- [Assigned task]:
Select each line in the rows below that contains the string "positive", treating uppercase and lowercase as different, and copy those lines out.

*** Opening of Data supplied ***

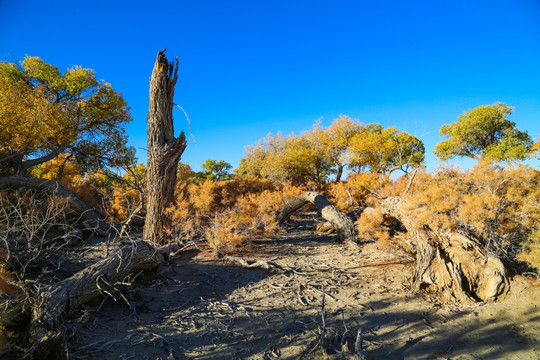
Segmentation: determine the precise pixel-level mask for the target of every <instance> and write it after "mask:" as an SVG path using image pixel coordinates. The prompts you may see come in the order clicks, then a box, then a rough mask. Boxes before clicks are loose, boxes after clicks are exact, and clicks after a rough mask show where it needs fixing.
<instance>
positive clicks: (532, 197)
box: [408, 161, 540, 268]
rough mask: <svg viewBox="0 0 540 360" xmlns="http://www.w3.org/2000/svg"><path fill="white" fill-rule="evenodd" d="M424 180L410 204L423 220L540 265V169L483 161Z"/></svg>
mask: <svg viewBox="0 0 540 360" xmlns="http://www.w3.org/2000/svg"><path fill="white" fill-rule="evenodd" d="M415 180H416V179H415ZM421 180H422V181H418V180H417V181H416V184H415V186H414V190H413V191H411V193H412V195H410V199H409V200H410V201H409V209H408V211H409V212H410V214H411V215H412V217H413V218H414V219H415V220H416V221H417V223H418V224H419V226H421V225H423V224H426V225H429V226H430V227H431V228H439V229H451V230H455V231H459V232H462V233H466V234H468V235H470V236H472V237H474V238H476V239H478V240H479V241H480V242H481V243H483V244H484V246H486V247H487V248H488V249H489V250H490V251H493V252H495V253H497V254H498V255H499V256H500V257H502V258H503V259H505V260H507V261H509V262H515V261H516V260H518V259H519V260H522V261H525V262H527V263H528V265H529V266H532V267H535V268H538V267H539V266H540V261H539V257H538V253H537V251H538V238H537V235H534V234H537V232H538V230H539V227H540V187H539V186H538V185H539V183H540V172H539V171H538V170H535V169H533V168H531V167H529V166H526V165H517V166H508V167H505V168H503V167H499V166H496V165H494V164H493V163H490V162H486V161H483V162H480V163H479V164H478V165H477V166H475V167H474V168H473V169H472V170H470V171H459V170H457V169H440V170H439V171H438V172H437V173H436V174H434V175H433V176H432V177H429V176H424V177H423V179H421Z"/></svg>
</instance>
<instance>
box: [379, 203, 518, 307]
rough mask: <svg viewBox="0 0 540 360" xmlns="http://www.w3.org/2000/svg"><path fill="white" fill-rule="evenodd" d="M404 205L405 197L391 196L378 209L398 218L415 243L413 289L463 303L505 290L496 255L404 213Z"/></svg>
mask: <svg viewBox="0 0 540 360" xmlns="http://www.w3.org/2000/svg"><path fill="white" fill-rule="evenodd" d="M406 205H407V203H406V200H405V199H404V198H401V197H390V198H387V199H384V200H383V201H382V202H381V210H382V212H383V214H384V215H385V216H387V217H388V218H393V219H395V220H397V221H399V222H400V223H401V224H402V225H403V226H404V227H405V228H406V229H407V233H408V236H409V237H410V238H411V240H412V241H413V242H414V244H415V247H416V269H415V271H414V272H413V279H412V281H413V286H414V288H415V289H417V290H421V289H425V288H429V289H434V290H436V291H437V292H439V293H441V294H443V296H444V297H446V298H447V299H448V300H457V301H459V302H462V303H468V302H473V301H478V300H480V301H493V300H496V299H497V298H498V297H499V296H500V295H502V294H504V293H505V292H507V291H508V287H509V283H508V279H507V276H506V271H505V269H504V265H503V264H502V262H501V261H500V260H499V258H497V257H496V256H493V255H491V254H489V253H488V252H487V251H486V250H485V249H484V248H482V247H481V246H480V244H478V243H477V242H476V241H475V240H474V239H472V238H470V237H467V236H465V235H463V234H461V233H459V232H456V231H450V230H442V229H437V228H431V227H430V226H429V225H427V224H422V223H419V222H418V221H417V219H416V218H415V217H414V216H411V215H410V214H408V213H407V206H406Z"/></svg>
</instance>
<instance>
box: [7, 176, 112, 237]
mask: <svg viewBox="0 0 540 360" xmlns="http://www.w3.org/2000/svg"><path fill="white" fill-rule="evenodd" d="M23 188H26V189H33V190H38V191H43V192H46V193H48V194H52V195H58V196H61V197H63V198H66V199H68V200H69V205H70V207H71V209H72V210H73V211H75V212H76V213H77V214H78V215H79V216H80V219H81V222H82V223H83V225H84V226H85V227H86V228H88V229H93V230H94V231H96V233H98V234H100V235H108V234H111V233H114V232H115V229H114V228H113V227H111V226H110V225H109V224H107V222H106V221H105V220H103V218H102V217H101V216H99V215H98V214H97V213H96V212H95V211H94V210H92V209H90V208H89V207H88V206H87V205H86V204H85V203H84V202H83V201H82V200H81V199H79V198H78V197H77V196H76V195H75V194H73V193H72V192H71V191H69V190H68V189H66V188H65V187H64V186H62V185H60V184H59V183H57V182H56V181H54V180H47V179H36V178H31V177H23V176H3V177H0V190H4V189H23Z"/></svg>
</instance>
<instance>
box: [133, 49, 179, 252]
mask: <svg viewBox="0 0 540 360" xmlns="http://www.w3.org/2000/svg"><path fill="white" fill-rule="evenodd" d="M164 53H165V49H164V50H161V51H160V52H159V53H158V55H157V59H156V63H155V64H154V70H153V71H152V77H151V78H150V94H149V105H148V118H147V122H148V163H147V176H148V200H147V203H146V221H145V224H144V230H143V237H144V238H145V239H147V240H149V241H151V242H153V243H156V244H164V243H165V242H166V238H167V236H168V235H167V234H168V231H169V230H170V225H171V219H170V217H169V216H168V215H167V213H166V211H165V209H167V208H169V207H170V206H171V205H172V204H173V199H174V186H175V184H176V171H177V167H178V161H179V160H180V156H181V155H182V153H183V152H184V150H185V148H186V145H187V143H186V136H185V135H184V131H182V132H181V133H180V135H179V136H178V137H177V138H176V137H175V136H174V125H173V115H172V109H173V106H174V101H173V98H174V87H175V86H176V80H177V79H178V58H176V66H175V63H173V62H171V63H169V62H168V61H167V58H166V57H165V54H164Z"/></svg>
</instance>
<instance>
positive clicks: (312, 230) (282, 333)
mask: <svg viewBox="0 0 540 360" xmlns="http://www.w3.org/2000/svg"><path fill="white" fill-rule="evenodd" d="M299 224H300V225H305V226H300V227H299V228H297V229H293V230H291V231H289V232H287V233H283V234H281V235H279V236H277V237H275V238H273V239H268V240H258V241H255V242H254V243H253V244H252V245H251V247H250V249H249V251H247V252H246V253H245V254H243V257H244V258H245V259H252V260H267V261H273V262H275V263H277V264H279V265H281V266H282V267H283V268H284V269H285V270H277V271H268V270H248V269H245V268H242V267H238V266H235V265H232V264H230V263H226V262H225V261H223V260H221V259H216V258H215V257H214V256H213V255H212V254H211V253H210V252H188V253H186V254H184V255H182V256H179V257H178V258H176V259H174V261H173V262H172V263H171V264H169V265H168V266H165V267H163V268H161V269H159V271H158V272H157V273H156V274H155V276H153V277H151V278H147V279H145V280H144V282H142V283H141V284H139V285H138V286H137V287H136V288H135V289H134V290H132V291H131V292H130V293H128V297H129V299H130V302H131V303H132V304H134V305H135V306H136V313H137V315H134V314H133V313H132V312H131V311H130V310H129V308H128V307H127V306H126V305H125V304H122V303H112V302H111V303H110V304H109V303H107V304H105V305H104V306H103V307H102V308H101V310H100V311H99V312H98V313H97V314H96V315H95V316H94V320H93V321H92V322H91V323H90V324H88V325H87V327H86V328H85V329H83V330H82V331H81V332H80V333H79V334H78V336H77V337H76V339H75V342H74V343H73V344H71V345H70V355H71V356H72V358H74V359H96V358H99V359H101V360H108V359H159V358H160V359H298V358H306V359H313V358H320V357H321V354H320V352H319V351H318V347H317V345H318V343H319V339H320V329H321V327H322V316H321V314H322V306H321V303H322V293H323V289H324V293H325V327H326V331H325V335H326V339H327V340H328V341H329V343H330V344H334V345H337V346H334V348H339V347H340V345H341V342H342V340H343V339H344V342H345V346H346V347H347V346H349V347H352V345H353V342H354V338H355V335H356V331H357V329H358V328H359V327H360V328H361V329H362V331H363V333H364V337H365V341H364V352H365V353H366V355H367V357H368V359H540V309H539V306H540V284H538V283H537V282H536V280H532V279H527V278H524V277H514V279H513V280H512V284H511V285H512V288H511V292H510V294H509V295H508V296H507V298H506V299H505V300H503V301H501V302H499V303H496V304H484V305H478V306H472V307H456V306H441V305H439V304H438V303H437V301H436V300H435V299H430V298H429V297H426V296H424V295H420V294H412V293H411V292H410V291H409V285H408V279H409V277H410V274H411V271H412V266H413V265H414V264H413V263H412V262H411V260H410V258H409V257H408V256H407V255H406V254H404V253H402V252H400V251H398V250H394V251H389V250H388V249H386V250H381V249H378V248H377V244H368V245H366V246H364V248H363V250H362V252H359V251H358V250H357V249H353V248H348V247H346V246H344V245H342V244H338V243H335V242H334V241H333V238H332V237H327V236H322V235H318V234H316V233H314V232H313V230H312V226H311V225H312V222H310V221H308V219H303V221H302V219H300V222H299ZM236 255H238V254H236Z"/></svg>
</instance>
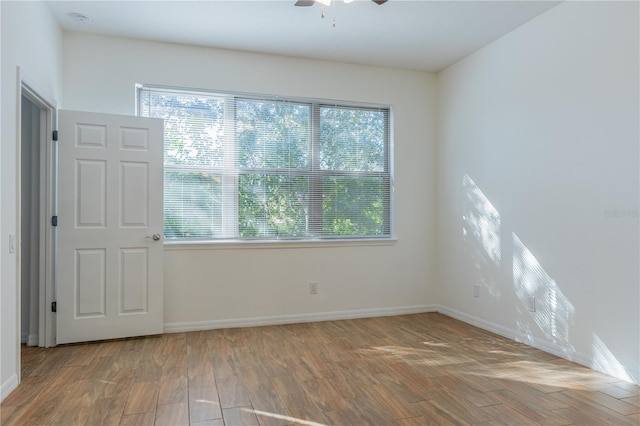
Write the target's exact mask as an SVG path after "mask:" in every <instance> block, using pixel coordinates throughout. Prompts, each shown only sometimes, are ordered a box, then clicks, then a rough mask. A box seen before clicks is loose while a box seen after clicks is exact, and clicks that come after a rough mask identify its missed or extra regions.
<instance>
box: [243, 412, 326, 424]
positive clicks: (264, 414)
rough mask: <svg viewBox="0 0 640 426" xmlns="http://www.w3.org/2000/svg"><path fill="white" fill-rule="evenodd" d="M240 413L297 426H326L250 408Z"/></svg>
mask: <svg viewBox="0 0 640 426" xmlns="http://www.w3.org/2000/svg"><path fill="white" fill-rule="evenodd" d="M242 411H244V412H247V413H254V414H255V415H256V416H266V417H271V418H273V419H278V420H285V421H287V422H292V423H295V424H299V425H307V426H326V425H325V424H324V423H316V422H311V421H308V420H302V419H297V418H295V417H291V416H285V415H282V414H276V413H269V412H268V411H260V410H252V409H250V408H243V409H242Z"/></svg>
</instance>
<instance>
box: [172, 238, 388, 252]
mask: <svg viewBox="0 0 640 426" xmlns="http://www.w3.org/2000/svg"><path fill="white" fill-rule="evenodd" d="M397 241H398V240H397V238H395V237H392V238H371V239H361V240H346V239H345V240H338V239H336V240H304V241H299V240H264V241H238V240H221V241H165V242H164V250H165V251H181V250H234V249H241V250H246V249H249V250H253V249H295V248H325V247H367V246H393V245H395V244H396V242H397Z"/></svg>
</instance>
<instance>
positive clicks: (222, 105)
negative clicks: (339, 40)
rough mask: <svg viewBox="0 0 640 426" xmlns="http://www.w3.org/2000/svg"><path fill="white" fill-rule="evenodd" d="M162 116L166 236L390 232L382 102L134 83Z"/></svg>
mask: <svg viewBox="0 0 640 426" xmlns="http://www.w3.org/2000/svg"><path fill="white" fill-rule="evenodd" d="M137 102H138V105H137V106H138V114H139V115H141V116H146V117H157V118H163V119H164V120H165V135H164V137H165V146H164V170H165V172H164V189H165V191H164V193H165V200H164V233H165V238H167V239H177V240H196V239H197V240H220V239H224V240H227V239H267V240H276V239H327V238H329V239H330V238H341V239H342V238H348V239H351V238H388V237H390V236H391V216H392V215H391V179H392V176H391V167H390V157H391V154H390V150H391V143H390V130H389V129H390V121H389V120H390V111H389V108H388V107H383V106H371V105H354V104H349V103H344V104H342V103H334V102H332V103H327V102H326V101H322V100H309V99H282V98H280V97H265V96H251V95H246V94H232V93H212V92H204V91H203V92H198V91H185V90H176V89H167V88H161V87H149V86H139V87H138V89H137Z"/></svg>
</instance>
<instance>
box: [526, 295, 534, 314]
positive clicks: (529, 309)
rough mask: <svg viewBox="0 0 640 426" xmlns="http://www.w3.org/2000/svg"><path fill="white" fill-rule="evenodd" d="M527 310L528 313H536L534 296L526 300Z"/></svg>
mask: <svg viewBox="0 0 640 426" xmlns="http://www.w3.org/2000/svg"><path fill="white" fill-rule="evenodd" d="M527 310H528V311H529V312H535V311H536V298H535V297H534V296H529V297H528V298H527Z"/></svg>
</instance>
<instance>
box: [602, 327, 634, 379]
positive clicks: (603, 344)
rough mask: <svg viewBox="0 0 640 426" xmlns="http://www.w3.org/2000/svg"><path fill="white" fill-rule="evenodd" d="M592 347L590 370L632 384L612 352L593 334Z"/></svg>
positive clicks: (603, 342)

*** Close of Data supplied ***

- [Your solution]:
positive clicks: (532, 197)
positive clicks: (312, 230) (282, 333)
positive clicks: (264, 414)
positive clicks: (222, 105)
positive clicks: (529, 309)
positive clicks: (603, 344)
positive clicks: (603, 342)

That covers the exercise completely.